What to work on -> Down to the last line, set the entries down again exactly.

Extracted records

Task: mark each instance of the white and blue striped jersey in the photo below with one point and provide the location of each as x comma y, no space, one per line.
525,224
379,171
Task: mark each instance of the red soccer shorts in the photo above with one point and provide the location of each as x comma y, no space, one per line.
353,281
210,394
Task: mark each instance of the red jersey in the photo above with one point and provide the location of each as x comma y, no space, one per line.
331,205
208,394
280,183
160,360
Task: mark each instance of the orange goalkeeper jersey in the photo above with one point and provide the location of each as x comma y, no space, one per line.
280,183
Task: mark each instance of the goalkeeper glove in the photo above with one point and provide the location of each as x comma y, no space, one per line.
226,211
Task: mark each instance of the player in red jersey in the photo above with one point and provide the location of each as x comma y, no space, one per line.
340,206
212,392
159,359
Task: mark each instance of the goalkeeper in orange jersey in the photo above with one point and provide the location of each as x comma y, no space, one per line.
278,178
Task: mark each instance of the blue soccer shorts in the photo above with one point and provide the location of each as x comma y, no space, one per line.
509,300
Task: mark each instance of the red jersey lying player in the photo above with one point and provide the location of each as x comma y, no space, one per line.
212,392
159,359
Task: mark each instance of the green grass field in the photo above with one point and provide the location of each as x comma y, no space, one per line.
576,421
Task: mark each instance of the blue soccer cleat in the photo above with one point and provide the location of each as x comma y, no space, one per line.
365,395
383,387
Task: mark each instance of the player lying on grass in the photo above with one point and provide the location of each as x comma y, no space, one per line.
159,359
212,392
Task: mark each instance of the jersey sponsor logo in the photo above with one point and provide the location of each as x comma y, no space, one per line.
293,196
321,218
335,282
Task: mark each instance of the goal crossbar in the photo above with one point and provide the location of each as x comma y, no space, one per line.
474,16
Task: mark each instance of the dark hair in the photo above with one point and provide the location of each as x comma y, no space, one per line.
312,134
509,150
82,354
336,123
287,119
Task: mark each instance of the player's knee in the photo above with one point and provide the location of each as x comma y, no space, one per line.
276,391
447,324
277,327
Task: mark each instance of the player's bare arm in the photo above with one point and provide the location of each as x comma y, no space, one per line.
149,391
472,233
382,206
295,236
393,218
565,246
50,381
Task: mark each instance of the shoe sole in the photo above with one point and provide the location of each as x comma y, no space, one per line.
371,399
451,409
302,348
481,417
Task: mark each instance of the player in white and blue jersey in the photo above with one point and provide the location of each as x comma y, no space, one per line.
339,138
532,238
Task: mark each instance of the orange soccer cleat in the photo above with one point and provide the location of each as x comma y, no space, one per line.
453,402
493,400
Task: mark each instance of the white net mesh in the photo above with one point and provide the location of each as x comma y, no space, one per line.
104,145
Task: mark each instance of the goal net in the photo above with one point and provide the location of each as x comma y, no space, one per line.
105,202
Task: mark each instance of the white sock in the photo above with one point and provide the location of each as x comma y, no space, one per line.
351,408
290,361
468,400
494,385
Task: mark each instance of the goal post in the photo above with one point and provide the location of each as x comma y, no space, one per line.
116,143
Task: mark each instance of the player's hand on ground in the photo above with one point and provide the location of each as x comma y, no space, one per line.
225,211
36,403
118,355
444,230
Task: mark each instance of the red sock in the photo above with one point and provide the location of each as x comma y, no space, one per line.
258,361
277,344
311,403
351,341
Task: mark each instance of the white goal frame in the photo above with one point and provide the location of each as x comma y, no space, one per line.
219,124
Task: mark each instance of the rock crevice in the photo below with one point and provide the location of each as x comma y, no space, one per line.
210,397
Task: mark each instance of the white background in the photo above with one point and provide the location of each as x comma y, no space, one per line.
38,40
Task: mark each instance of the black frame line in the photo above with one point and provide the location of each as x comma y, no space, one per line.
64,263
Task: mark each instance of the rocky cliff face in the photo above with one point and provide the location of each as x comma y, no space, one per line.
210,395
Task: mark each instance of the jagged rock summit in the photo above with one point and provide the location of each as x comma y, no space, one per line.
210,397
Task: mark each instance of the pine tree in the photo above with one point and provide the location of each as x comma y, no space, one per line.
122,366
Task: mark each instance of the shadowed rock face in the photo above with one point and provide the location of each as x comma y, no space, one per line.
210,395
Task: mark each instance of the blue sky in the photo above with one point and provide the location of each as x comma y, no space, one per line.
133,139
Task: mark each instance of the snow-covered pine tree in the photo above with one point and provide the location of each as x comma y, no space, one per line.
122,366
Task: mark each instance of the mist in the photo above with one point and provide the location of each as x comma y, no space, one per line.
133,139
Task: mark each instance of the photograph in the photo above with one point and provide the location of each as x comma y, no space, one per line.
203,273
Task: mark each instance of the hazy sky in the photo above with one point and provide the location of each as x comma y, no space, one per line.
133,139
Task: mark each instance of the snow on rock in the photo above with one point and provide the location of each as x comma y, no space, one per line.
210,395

Exercise result ->
Task: mark each instance of the white and blue striped jersey in the photo below with one point and provide the location of each as x comma y, no space, one per line.
525,224
379,171
Task: mark each instance of the red soccer shorts in the photo above with one point and provide the location of each as x comma y, no space, one per line.
353,281
210,394
Task: mark each instance of the red jersey in the photo above with one point and provide the location of each as x comma y, no space, one per line.
331,205
208,394
280,183
160,360
Task: mark each instance of the orange goalkeeper jersey in the photo above with one point and provide the location of each as x comma y, no space, one per line.
280,183
Task: mark each instance of the goalkeeper glove in the photo above with one point and provide the location of each as x comma y, no space, one per line.
226,211
Task: mark each instance of the player in red jersey in the photo above with one point and provide the location of each as x comma y, no space, one per line.
340,206
212,392
159,359
Task: mark each instance of the goalkeeper in orange jersey in the photo above with one point and provide the location of each as x comma y, no space, one per line.
278,178
Task: mark each instance of the blue soccer shorts in the photo above with one point and provide the location of each as x comma y, no space, one per line.
509,300
Task: mark each instance of the red jersey lying player in the photo above with one point and provide the location of each as x comma y, no space, one per line.
212,392
159,359
Task: mark each instance of the green grass field in the photo above with one point and provide the location of each as x comma y, no space, one per line.
576,421
Task: mark each instance of the blue soccer cleat in the photo above with one point and provide the location of each as x comma y, no space, one per line.
365,395
383,387
Task: mark each instance of the player lying on grass in the photo above with one point and provide the location of each as x comma y, no space, one per line.
159,359
212,392
Task: mark each instance of the jersey sponsor logo in the photo above with one point and provide the location of each as x comma y, no space, one per line.
293,196
321,218
335,282
Task: mark each instance of the goal crossbar in the photo above with one point and provide the location of each as x comma y, no space, one per line.
474,16
Task: mark each instance of the dark hair in the photo above with one point and provide the location of each as x comma y, no space, one per line.
312,134
509,150
82,354
336,123
287,119
Task: mark each instance of the player's knee in the photo above with one point and provide the location of each as x comma y, no space, one per line.
276,391
447,324
277,327
Task: mark each instance of the player's bare arm in the photo above with one point and provide the location of each as x comma y, no space, one per line.
149,391
472,233
382,206
295,236
393,218
565,246
50,381
Task: mark each instance of the shoe sole in the photo above with one point and provide the location of each as x comma y, no space, one per line.
371,399
451,409
302,348
481,417
Task: mark each instance of the player in white and blue jersey in the photo above with one point and provide the location of each as x comma y, no space, one per line.
339,138
532,238
Task: mark each instance of the orange soccer cleat in the photo above with one point and provide the location of each as x comma y, no space, one per line.
453,402
493,400
Task: mark each instance of the white net mesh in the photo above with one point and provide the location of each as x comma y, no space, one per line.
104,145
Task: mark each instance of the goal net in the photo above with one point and provide the location of each as x comma y, no space, one per line.
105,202
Task: mark each instance of the white sock in the photo above with one point and provide the location of each as x comma y, no space, one per line.
351,408
290,361
468,400
494,385
Task: mark each instance of the goal post in the photo above with one point and provide the location of each as x comma y, no space, one per line.
116,143
Task: mark each instance of the player's hand on ground in the photo above with one point and provide the location of each as x comma y, no space, one per line.
225,211
36,403
118,355
444,230
Task: mark each instance of the red sock in the photo above with one point and provide the location of each as x comma y, no space, one per line.
258,361
277,344
311,403
351,341
Task: mark each instance of the white goal frame in the photo above with one point and provide the location of each as x comma y, no space, one per line.
219,124
Task: mark each instance of the rock crevice in the photo below with one point and provide the location of each as x comma y, no space, one per line.
210,397
Task: mark each instance of the white background in the photo above with one point and provide the location of each as x comma y, no space, one per line.
38,40
Task: mark each instance of the black frame line in the photo above with one point and provide the location of each as x comma y, no space, one per line.
64,263
Task: mark each instance of the rocky cliff face in the photo above with one point and provide the location of each as x comma y, no space, one per line.
210,395
Task: mark each instance of the jagged rock summit in the photo above with one point and provide the location of each as x comma y, no space, one per line.
210,397
Task: mark each instance of the pine tree in the photo above with one point and provide the location of each as x comma y, no space, one per line.
122,366
Task: mark each instance of the shadowed rock face in the photo above with one point and provide the location of each as x comma y, no space, one per line.
210,395
Task: mark each instance of the blue sky in the photo above with one point and provide the location of each as x comma y, no space, one per line.
133,139
Task: mark each instance of the snow-covered pine tree in the photo above with one point and provide the location of each as x comma y, no space, one per line.
122,366
Task: mark each instance of the mist in the photo above with one point and provide the location of each as x comma y, no space, one per line.
133,139
Task: mark each instance of the photograph in the photo above with one point and provide the location of each as x comma y, no space, one per line.
203,273
Task: mark each instance of the hazy sky in the photo above with one point and provide the location of each as x comma y, no space, one per line.
133,139
Task: mark each instance of the snow on rock in the photo above with one point and provide the location of each as x comma y, no space, one per line.
210,395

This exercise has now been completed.